### YOUR OBJECTIVE
Reproduce the data below line for line, without changing a single character.

### DATA SHOWN
## Begin
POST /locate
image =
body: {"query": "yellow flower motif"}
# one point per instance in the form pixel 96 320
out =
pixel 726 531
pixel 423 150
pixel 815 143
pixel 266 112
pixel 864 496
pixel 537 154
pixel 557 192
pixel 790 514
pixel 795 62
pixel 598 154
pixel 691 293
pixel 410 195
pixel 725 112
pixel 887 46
## End
### ANSWER FOR THIS EXERCISE
POST /locate
image =
body: {"query": "yellow flower motif"}
# one point per instance in the form pixel 96 320
out =
pixel 726 531
pixel 423 150
pixel 815 143
pixel 266 112
pixel 864 496
pixel 537 154
pixel 557 192
pixel 790 514
pixel 795 62
pixel 598 154
pixel 691 293
pixel 410 195
pixel 725 112
pixel 887 46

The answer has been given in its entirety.